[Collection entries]
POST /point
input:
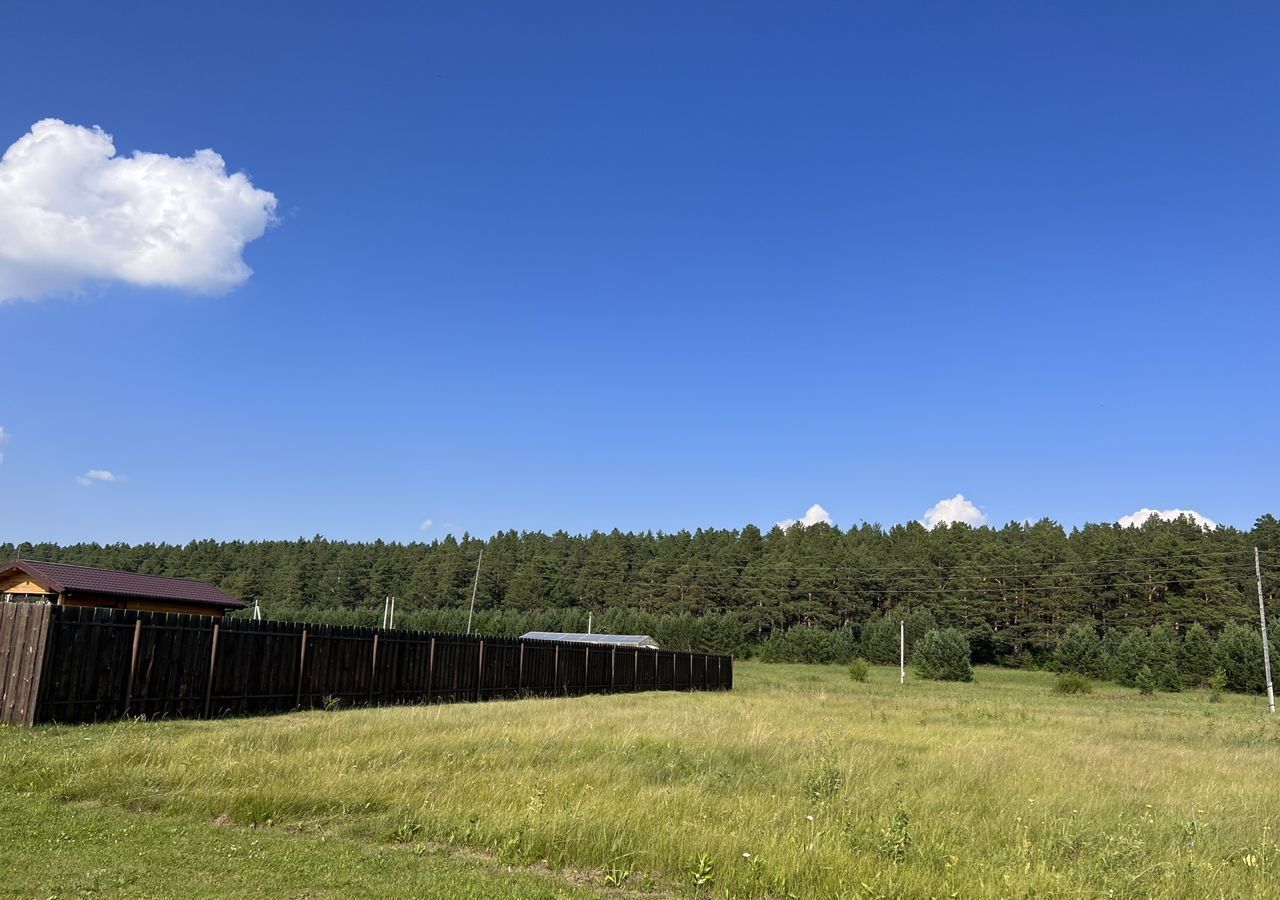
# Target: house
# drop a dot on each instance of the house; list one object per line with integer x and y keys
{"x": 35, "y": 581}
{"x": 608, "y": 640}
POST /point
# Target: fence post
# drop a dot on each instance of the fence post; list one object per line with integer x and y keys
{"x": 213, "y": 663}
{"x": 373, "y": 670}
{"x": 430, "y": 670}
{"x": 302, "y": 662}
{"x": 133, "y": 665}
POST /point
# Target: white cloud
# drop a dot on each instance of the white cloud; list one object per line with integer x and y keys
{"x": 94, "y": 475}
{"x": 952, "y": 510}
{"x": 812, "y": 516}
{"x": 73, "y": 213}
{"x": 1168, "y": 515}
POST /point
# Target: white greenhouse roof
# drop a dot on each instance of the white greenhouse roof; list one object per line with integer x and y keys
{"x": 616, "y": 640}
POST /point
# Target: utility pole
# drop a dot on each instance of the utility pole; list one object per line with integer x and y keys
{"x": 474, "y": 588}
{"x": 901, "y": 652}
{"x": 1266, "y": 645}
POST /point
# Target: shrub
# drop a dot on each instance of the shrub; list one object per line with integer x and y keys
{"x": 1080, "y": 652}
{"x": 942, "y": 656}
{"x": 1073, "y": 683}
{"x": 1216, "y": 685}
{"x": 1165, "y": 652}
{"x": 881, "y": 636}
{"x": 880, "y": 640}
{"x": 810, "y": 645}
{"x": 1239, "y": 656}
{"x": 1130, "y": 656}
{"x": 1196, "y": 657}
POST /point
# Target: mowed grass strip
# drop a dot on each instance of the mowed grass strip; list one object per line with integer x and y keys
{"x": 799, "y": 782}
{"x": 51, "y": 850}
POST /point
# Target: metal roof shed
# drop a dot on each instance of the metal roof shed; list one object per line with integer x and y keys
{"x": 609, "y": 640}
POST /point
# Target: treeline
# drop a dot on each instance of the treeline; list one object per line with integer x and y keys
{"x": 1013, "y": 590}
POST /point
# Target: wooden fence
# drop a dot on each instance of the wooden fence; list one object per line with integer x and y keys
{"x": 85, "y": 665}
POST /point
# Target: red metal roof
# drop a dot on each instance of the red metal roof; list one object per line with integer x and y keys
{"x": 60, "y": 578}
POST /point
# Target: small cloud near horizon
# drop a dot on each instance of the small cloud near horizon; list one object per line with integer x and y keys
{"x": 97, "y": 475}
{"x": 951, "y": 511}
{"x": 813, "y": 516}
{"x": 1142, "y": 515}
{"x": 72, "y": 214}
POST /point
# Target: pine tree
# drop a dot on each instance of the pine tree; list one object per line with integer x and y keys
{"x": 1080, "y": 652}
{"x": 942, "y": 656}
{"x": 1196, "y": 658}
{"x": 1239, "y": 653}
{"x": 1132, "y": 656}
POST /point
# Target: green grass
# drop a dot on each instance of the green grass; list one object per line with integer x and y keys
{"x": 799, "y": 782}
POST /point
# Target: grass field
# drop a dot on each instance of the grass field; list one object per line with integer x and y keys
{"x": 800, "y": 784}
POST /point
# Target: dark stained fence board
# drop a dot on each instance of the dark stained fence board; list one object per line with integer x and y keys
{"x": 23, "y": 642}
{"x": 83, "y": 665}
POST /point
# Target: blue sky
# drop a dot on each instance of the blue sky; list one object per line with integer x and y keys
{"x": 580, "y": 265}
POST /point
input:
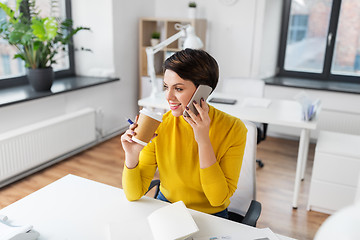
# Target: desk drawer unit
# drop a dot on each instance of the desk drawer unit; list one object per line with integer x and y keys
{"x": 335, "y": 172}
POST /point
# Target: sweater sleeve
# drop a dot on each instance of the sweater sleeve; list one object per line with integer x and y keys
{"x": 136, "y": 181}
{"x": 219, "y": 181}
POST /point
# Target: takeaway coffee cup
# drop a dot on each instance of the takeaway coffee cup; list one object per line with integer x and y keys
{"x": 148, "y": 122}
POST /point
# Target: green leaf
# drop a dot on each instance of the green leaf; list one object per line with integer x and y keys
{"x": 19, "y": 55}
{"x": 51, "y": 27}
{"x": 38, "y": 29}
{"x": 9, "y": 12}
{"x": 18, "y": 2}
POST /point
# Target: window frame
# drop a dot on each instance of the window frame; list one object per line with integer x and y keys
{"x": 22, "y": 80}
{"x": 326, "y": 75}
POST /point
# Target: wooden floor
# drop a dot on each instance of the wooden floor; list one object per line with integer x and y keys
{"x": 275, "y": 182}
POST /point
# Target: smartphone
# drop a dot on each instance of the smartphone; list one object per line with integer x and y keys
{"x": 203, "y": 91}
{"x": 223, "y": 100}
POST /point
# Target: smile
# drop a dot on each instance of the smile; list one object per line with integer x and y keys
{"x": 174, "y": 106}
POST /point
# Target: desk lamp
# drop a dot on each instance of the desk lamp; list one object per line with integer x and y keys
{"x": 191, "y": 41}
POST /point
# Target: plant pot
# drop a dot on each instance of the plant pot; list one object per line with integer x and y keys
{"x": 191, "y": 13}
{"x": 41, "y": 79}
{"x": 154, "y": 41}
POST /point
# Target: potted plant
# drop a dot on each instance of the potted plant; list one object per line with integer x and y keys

Task prompt.
Repeat every record above exactly, except the pictures.

Solution.
POST /point
input:
# Target: house
# drop a dot on each instance of the house; list one object per line with integer x and y keys
{"x": 35, "y": 581}
{"x": 608, "y": 640}
POST /point
# Target: fence post
# drop a dot on each instance of the fence post; list one object per line with integer x and y keys
{"x": 213, "y": 663}
{"x": 373, "y": 670}
{"x": 430, "y": 670}
{"x": 302, "y": 662}
{"x": 133, "y": 665}
POST /point
# Target: white cloud
# drop a dot on each instance of the white cloud; list one object per line with integer x and y keys
{"x": 94, "y": 475}
{"x": 952, "y": 510}
{"x": 812, "y": 516}
{"x": 73, "y": 213}
{"x": 1168, "y": 515}
POST /point
# Target: white greenhouse roof
# drop a dot on each instance of the white greenhouse roof; list one object per line with integer x and y keys
{"x": 616, "y": 640}
POST /point
# Target: utility pole
# drop a dot on each instance of the utility pole; list one object per line with integer x and y keys
{"x": 474, "y": 588}
{"x": 901, "y": 652}
{"x": 1266, "y": 645}
POST /point
# Target: shrub
# drop a dot on each instance of the shrub; list one object per line with integer x and y keys
{"x": 1080, "y": 652}
{"x": 942, "y": 656}
{"x": 1073, "y": 683}
{"x": 1216, "y": 685}
{"x": 1165, "y": 652}
{"x": 881, "y": 636}
{"x": 880, "y": 640}
{"x": 810, "y": 645}
{"x": 1239, "y": 656}
{"x": 1130, "y": 656}
{"x": 1196, "y": 657}
POST /point
# Target: mowed grass strip
# drop a dot on each instance of the mowed grass strip; list one object per line with integer x and y keys
{"x": 799, "y": 782}
{"x": 51, "y": 850}
POST /point
# Target: metal roof shed
# drop a dot on each instance of the metal roof shed; list one object per line with integer x and y keys
{"x": 609, "y": 640}
POST /point
# Target: treeline
# drop a dot on each instance of the treeline; list one object per line with integer x and y keys
{"x": 1013, "y": 590}
POST /point
# Target: wooden fence
# drop a dot on each instance of the wooden fence; list one object per line with integer x and y keys
{"x": 85, "y": 665}
POST /point
# Target: red metal roof
# drop a dot on each instance of the red metal roof; list one object per line with integer x and y keys
{"x": 60, "y": 578}
POST /point
# Target: small cloud near horizon
# drop a dot on each instance of the small cloud near horizon; list one object per line with integer x and y keys
{"x": 97, "y": 475}
{"x": 951, "y": 511}
{"x": 813, "y": 516}
{"x": 1142, "y": 515}
{"x": 72, "y": 214}
POST /point
# Target: pine tree
# drop a dot on each instance of the pine tree; list one object per line with integer x and y keys
{"x": 1080, "y": 652}
{"x": 942, "y": 656}
{"x": 1196, "y": 658}
{"x": 1239, "y": 653}
{"x": 1132, "y": 656}
POST /point
# Target: green grass
# drop a dot on each instance of the green grass; list one object per line with integer x and y keys
{"x": 799, "y": 782}
POST /point
# Target: grass field
# drop a dot on each instance of the grass field; list one object per line with integer x and y keys
{"x": 800, "y": 784}
POST /point
# Target: dark stained fence board
# drop a dot on each instance of the dark stained fence board; list one object per line with integer x and y keys
{"x": 23, "y": 642}
{"x": 83, "y": 665}
POST /point
# Target: blue sky
# drop a dot on each instance of the blue sky; list one object per line with integer x and y keys
{"x": 580, "y": 265}
POST /point
input:
# Target: desk drawer unit
# drop a dot on each instance of the desk drawer unit; list one object per line with integer x and y keys
{"x": 335, "y": 172}
POST /point
# Target: sweater sleeve
# drop a dot on each instance of the sweater sleeve; list one object per line with integer x and y keys
{"x": 136, "y": 181}
{"x": 219, "y": 181}
POST /point
# Target: takeaway coffee cup
# drop a dot on each instance of the takeaway coffee cup; list one object per line with integer x and y keys
{"x": 148, "y": 122}
POST /point
# Target: green leaf
# drop a dot on each instance of the green leaf; list one object per line with integer x and y keys
{"x": 19, "y": 55}
{"x": 51, "y": 27}
{"x": 38, "y": 29}
{"x": 9, "y": 12}
{"x": 18, "y": 2}
POST /point
# Target: window frame
# drop a dot on each instance of the window frame; list one object per line with integer x and y keys
{"x": 22, "y": 80}
{"x": 326, "y": 75}
POST /point
# Target: wooden floor
# drop a dot on each instance of the wooden floor; list one object per line with integer x and y keys
{"x": 275, "y": 182}
POST /point
# Target: smartphone
# drop a dot on each instance of the smartphone; list one object per line with integer x and y keys
{"x": 203, "y": 91}
{"x": 223, "y": 100}
POST /point
# Target: smile
# drop a dot on each instance of the smile; list one object per line with integer x and y keys
{"x": 174, "y": 106}
POST /point
# Target: desk lamp
# drop a dot on each instance of the desk lamp; list one object per line with integer x and y keys
{"x": 191, "y": 41}
POST /point
# Target: plant pot
# drop a dot on each instance of the plant pot; list one object per line with integer x and y keys
{"x": 191, "y": 13}
{"x": 41, "y": 79}
{"x": 154, "y": 41}
POST /point
# Target: potted plant
# drop a dot on each instance of the potted plant; list one object per line with integer x and y keys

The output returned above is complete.